Task brief →
Answer these about the forum thread on the management company dispute, one a line:
1. By what percentage had the next invoiced payment increased?
2. What two conditions were set for paying the money at the August meeting?
3. According to the follow-up post, whom has the poster actually been dealing with?

Text section →
▬▬▬▬▬▬

# Company Law/ Management Company



## Thrifty1 (30 Jan 2007)

I will try to be a brief as possible with this query and would really appreciate any advice.

My husband owns an apt and is a member of a property management company. He paid a sum of money in Sept '04 when he purchased.

Early last summer he received an invoice for the next payment , which had increased by 72%.

We were unhappy with the service they were providing and made numerous calls requesting a meeting to resolve some issues.

We received a solicitors letter from them in July '06 stating they were taking legal proceeding to recover the money.

We contacted the solicitors and MC company again requesting a meeting.

Finally in Aug we met with the lady in charge, we told her we would pay the money on 2 conditions

1) we got copies of receipts for the services they were providing
2) Most importantly they held an AGM, at this stage they were a company for 2 years and had no AGM and no audited books of accounts.

We said we had no problem paying them but wanted an AGM first. I contacted the ODCE and he said they were in breach of company law by not holding one.

She agreed to this and agreed to contact the solicitors and stop proceeding and would be in touch in 2 weeks.

2 weeks later we called again and were told they were no longer the MC.

We contacted the new MC in Oct and explained who we were and that we owed money and were waiting on the AGM. Again they said this "was fair enough" and it would be held in a few weeks.

In Dec we called again and were told it would be at end of Dec, still no audit on accounts.

We called again at start of Jan and yesterday, still no idea when it will be held.

Anyway yesterday we received another letter from the solicitors stating that judgement papers had been lodged 5 days ago and we were liable for all costs of the action and they would have them published in the Sunday papers.

All along we have been upfront with the MC, we have done all the chasing, we didnt want a debt hanging over us but feel that we should be entitled to have an AGM held to discuss the situtation.

We dont know whether to just pay the money and let them away or try and fight it. The MC have no money because no one is paying (they tld us this).

As a gesture of good faith we had decided on Sunday to pay half but dont know what to do now.
I would really appreciate any advice, apologies for the length of the post (its still only half the story)


----------



## Thrifty1 (30 Jan 2007)

Sorry i just realised i dint clarify ,we have been dealing with the management AGENTS who are acting on behalf of the management COMPANY.


----------



## oopsbuddy (30 Jan 2007)

▬▬▬▬▬▬

Data excerpt →
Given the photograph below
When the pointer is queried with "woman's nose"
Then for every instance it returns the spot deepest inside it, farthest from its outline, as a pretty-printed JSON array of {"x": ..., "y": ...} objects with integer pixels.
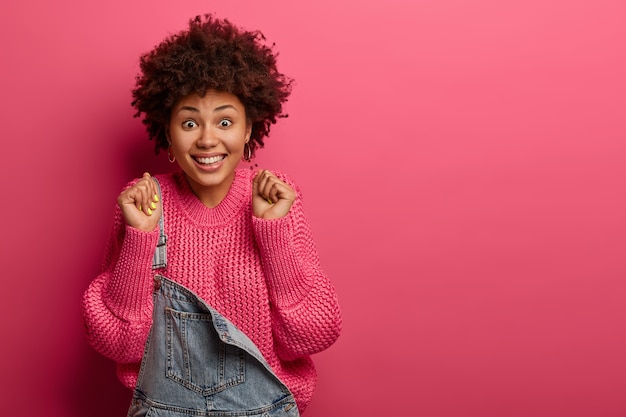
[{"x": 207, "y": 138}]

▬▬▬▬▬▬

Finished task →
1. 72%.
2. Copies of receipts for the services being provided, and the holding of an AGM.
3. The management agents acting on behalf of the management company.